> **Records for the task**
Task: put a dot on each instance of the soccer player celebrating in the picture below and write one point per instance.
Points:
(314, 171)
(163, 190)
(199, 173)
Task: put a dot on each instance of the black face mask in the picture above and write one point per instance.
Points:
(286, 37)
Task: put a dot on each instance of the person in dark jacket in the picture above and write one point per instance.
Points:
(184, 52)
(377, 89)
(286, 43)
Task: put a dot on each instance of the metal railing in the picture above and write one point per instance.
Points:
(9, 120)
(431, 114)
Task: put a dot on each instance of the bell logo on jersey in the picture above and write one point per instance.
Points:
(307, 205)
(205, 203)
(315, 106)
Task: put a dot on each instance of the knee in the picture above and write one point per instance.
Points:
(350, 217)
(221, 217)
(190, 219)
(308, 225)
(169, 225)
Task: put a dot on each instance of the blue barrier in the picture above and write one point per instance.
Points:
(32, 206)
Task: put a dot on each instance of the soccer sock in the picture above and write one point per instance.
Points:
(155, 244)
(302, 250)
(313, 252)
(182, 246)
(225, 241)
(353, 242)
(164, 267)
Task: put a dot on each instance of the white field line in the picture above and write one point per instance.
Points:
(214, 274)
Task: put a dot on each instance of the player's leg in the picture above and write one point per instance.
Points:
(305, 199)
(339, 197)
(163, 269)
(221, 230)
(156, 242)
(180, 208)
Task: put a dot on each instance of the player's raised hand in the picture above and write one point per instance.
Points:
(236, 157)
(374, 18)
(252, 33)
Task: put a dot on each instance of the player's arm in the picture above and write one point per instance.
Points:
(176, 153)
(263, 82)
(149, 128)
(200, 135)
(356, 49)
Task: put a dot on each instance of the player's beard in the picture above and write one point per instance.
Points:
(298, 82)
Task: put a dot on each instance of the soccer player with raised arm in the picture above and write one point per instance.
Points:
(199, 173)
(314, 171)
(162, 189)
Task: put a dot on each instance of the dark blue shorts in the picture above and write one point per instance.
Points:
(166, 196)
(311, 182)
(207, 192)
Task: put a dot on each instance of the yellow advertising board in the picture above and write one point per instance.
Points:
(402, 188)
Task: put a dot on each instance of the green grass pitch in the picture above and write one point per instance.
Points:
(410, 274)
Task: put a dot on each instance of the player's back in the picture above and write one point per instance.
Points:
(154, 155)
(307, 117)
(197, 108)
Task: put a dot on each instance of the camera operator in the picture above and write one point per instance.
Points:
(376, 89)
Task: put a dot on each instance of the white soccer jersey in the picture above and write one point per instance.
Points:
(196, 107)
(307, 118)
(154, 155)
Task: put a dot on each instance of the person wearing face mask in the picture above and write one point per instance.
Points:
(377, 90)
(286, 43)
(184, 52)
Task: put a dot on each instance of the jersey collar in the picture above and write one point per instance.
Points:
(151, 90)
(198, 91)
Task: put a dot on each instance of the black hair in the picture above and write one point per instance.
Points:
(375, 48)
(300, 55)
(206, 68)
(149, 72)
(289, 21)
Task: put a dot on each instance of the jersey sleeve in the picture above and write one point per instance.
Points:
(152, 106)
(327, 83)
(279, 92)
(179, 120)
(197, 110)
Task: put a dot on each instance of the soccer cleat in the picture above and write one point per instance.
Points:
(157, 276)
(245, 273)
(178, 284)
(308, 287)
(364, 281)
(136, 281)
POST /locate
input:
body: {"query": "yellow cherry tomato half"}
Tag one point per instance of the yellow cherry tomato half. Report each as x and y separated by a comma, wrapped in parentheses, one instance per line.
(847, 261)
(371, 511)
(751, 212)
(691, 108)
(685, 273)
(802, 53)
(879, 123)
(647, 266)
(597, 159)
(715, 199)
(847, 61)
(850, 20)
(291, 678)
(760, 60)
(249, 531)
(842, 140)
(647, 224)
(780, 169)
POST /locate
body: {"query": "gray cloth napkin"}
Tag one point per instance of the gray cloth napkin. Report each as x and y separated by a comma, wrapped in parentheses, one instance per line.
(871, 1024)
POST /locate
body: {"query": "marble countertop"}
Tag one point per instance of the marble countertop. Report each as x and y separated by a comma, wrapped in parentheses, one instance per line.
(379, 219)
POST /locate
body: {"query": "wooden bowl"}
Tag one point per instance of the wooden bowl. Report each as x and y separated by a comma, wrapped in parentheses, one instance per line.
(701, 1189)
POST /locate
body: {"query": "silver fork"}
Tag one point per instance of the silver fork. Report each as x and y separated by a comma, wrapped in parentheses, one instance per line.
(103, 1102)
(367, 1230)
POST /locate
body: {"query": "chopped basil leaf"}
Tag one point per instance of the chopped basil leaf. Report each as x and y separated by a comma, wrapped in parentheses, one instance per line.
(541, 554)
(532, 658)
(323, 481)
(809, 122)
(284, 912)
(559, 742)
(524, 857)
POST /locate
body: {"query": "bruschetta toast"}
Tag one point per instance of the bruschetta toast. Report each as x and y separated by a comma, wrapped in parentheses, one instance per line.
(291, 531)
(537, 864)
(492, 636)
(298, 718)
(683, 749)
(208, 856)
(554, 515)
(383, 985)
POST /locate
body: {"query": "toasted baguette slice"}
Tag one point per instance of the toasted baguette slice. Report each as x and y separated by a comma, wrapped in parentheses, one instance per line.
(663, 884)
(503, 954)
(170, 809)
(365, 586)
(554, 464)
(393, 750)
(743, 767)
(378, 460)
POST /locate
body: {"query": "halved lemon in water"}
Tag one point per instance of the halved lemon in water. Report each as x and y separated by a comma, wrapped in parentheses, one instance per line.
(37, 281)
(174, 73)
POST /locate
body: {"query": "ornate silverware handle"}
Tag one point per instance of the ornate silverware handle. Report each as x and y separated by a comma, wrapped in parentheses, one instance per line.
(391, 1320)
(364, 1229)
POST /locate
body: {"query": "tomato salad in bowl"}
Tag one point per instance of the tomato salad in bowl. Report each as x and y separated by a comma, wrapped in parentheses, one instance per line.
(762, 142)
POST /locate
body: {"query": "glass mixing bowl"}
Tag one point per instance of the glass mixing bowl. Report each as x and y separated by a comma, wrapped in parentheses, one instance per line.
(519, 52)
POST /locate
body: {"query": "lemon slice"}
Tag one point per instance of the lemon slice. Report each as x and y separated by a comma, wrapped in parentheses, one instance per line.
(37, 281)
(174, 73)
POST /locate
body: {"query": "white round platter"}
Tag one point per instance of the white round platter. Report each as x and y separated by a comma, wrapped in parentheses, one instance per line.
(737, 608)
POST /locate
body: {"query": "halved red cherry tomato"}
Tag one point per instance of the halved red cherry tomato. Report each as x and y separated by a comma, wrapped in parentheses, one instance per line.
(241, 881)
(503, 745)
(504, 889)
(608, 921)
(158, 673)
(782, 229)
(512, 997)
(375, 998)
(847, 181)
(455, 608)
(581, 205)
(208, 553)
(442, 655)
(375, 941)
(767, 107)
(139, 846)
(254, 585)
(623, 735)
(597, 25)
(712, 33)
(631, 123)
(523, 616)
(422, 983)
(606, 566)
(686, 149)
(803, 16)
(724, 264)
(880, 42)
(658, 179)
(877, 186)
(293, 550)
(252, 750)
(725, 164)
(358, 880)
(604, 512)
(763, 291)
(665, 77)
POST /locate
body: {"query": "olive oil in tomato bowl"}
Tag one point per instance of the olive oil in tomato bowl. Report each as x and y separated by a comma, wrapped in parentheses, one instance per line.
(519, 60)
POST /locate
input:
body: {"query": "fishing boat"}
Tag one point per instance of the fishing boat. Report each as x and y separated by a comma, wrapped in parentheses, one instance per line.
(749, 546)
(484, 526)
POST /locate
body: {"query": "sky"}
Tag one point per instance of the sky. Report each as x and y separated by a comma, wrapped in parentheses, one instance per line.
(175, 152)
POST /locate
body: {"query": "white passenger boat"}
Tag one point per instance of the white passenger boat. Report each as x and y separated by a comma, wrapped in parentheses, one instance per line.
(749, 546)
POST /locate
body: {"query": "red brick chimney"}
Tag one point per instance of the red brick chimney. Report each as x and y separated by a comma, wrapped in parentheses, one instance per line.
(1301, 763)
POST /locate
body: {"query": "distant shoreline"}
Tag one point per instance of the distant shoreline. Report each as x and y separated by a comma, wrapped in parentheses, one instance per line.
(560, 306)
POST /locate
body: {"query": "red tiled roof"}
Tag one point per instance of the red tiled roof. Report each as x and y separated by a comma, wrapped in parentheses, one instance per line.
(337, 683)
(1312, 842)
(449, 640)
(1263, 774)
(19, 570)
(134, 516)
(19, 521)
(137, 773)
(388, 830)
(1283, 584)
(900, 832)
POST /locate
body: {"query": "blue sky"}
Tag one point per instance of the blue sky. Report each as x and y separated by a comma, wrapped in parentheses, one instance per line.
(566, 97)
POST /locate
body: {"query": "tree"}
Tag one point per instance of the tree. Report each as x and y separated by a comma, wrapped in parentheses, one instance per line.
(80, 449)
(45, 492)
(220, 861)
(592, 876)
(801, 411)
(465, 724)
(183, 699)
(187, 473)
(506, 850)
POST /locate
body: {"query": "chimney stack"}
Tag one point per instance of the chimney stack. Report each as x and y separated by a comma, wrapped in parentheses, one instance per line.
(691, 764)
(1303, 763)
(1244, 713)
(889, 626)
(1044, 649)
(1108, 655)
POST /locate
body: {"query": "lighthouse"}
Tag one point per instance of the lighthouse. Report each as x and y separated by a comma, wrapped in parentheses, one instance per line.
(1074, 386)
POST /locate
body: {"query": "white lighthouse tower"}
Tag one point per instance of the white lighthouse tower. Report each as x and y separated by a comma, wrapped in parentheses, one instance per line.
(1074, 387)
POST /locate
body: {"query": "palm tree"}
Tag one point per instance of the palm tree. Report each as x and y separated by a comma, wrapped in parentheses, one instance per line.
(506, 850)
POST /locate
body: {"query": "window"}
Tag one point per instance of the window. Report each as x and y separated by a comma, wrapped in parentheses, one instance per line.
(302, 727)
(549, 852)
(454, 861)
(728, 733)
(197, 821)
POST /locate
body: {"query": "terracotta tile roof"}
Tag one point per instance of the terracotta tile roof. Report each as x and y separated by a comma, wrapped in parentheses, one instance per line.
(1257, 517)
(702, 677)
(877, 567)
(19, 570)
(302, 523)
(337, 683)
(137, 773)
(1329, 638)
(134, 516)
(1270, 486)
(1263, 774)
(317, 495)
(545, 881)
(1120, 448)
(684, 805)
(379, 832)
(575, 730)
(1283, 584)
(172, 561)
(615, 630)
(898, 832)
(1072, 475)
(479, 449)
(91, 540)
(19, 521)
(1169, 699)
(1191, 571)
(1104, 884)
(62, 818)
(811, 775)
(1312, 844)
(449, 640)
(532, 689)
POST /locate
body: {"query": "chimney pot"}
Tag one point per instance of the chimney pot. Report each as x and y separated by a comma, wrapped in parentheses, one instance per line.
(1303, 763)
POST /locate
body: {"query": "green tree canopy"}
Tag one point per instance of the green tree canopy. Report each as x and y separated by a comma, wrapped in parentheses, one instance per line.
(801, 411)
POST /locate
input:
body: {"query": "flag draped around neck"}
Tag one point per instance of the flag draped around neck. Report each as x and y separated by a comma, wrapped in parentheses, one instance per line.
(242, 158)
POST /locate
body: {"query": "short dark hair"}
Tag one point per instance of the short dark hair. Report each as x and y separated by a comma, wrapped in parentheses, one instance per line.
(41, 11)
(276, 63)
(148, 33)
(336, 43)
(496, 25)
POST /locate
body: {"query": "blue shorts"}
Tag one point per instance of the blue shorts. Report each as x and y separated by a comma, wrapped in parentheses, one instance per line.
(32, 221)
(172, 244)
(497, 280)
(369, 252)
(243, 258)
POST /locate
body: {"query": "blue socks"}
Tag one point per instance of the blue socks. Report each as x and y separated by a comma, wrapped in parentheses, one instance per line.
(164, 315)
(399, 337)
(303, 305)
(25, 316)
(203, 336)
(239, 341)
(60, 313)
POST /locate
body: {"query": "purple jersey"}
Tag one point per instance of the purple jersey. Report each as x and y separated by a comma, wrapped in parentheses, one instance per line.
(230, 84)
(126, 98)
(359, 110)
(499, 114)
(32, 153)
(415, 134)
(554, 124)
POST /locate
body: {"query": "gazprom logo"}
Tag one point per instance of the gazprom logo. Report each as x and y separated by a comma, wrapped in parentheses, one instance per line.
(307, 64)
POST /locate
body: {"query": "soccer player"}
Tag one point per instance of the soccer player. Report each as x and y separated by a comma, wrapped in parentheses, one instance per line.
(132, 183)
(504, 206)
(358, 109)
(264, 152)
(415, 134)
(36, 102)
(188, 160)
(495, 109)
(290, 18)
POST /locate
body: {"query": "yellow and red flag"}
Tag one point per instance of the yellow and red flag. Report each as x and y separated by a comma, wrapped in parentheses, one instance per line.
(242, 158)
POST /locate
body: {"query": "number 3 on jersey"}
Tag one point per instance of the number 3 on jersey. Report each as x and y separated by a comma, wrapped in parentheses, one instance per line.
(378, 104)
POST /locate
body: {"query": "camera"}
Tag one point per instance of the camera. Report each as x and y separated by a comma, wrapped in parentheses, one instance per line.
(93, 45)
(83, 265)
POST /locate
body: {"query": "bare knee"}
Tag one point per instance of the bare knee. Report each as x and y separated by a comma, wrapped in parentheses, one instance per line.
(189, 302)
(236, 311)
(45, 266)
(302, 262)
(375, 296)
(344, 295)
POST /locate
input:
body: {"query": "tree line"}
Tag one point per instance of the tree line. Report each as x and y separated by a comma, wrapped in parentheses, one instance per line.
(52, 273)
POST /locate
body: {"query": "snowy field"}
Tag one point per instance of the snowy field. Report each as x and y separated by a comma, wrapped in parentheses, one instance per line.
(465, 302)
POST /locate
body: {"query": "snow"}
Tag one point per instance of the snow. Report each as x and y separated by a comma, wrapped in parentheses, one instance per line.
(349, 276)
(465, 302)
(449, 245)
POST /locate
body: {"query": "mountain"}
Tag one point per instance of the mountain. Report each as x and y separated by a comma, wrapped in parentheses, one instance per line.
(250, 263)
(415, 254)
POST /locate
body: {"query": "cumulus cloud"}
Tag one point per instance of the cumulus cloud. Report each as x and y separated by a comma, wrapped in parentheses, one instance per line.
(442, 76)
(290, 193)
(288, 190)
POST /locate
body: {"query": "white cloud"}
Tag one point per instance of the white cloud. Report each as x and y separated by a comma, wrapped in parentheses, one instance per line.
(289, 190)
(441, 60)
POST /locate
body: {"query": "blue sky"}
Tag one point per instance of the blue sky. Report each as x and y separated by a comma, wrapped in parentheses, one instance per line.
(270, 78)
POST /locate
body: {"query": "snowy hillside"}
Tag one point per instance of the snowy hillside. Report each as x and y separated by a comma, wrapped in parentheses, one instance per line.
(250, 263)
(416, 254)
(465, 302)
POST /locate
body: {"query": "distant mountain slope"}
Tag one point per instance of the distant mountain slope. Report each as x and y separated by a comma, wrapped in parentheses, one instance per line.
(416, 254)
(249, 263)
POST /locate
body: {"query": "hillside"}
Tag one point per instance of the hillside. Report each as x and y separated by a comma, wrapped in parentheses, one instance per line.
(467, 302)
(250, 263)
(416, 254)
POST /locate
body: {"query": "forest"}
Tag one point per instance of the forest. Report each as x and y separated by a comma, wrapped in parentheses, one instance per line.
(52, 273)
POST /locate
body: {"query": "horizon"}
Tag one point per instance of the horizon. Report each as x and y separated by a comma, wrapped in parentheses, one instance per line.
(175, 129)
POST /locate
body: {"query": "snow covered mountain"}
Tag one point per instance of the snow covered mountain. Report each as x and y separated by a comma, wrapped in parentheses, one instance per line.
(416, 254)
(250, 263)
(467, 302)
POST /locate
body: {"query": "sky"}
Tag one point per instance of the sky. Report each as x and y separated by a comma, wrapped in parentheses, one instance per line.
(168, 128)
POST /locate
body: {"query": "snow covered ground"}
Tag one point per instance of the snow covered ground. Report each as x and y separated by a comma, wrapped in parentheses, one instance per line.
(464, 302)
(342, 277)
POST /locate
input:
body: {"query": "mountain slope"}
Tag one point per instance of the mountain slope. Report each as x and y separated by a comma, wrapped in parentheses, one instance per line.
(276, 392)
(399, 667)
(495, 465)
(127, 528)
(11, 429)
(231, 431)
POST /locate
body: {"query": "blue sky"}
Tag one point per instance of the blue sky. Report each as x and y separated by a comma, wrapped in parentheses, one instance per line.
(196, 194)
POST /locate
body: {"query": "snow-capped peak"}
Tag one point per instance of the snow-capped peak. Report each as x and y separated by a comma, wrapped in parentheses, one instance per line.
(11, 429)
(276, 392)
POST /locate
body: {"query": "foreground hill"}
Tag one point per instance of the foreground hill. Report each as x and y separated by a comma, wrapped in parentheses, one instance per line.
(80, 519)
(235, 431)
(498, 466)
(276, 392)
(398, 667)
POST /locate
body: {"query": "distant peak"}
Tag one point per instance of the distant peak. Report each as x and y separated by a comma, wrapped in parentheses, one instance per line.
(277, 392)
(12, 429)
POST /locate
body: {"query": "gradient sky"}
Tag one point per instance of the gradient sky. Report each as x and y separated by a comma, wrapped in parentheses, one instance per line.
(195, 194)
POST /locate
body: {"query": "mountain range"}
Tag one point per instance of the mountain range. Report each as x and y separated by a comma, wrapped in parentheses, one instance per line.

> **Required work**
Note every line above where the string "raised" shows up, and copy those lines.

> **Response for this exercise**
Task: put a dot on each instance of the player's raised hand in the picture above and write one point per instance.
Task: put a dot on each instance of the soccer player with raised arm in the picture above and write one point per instance.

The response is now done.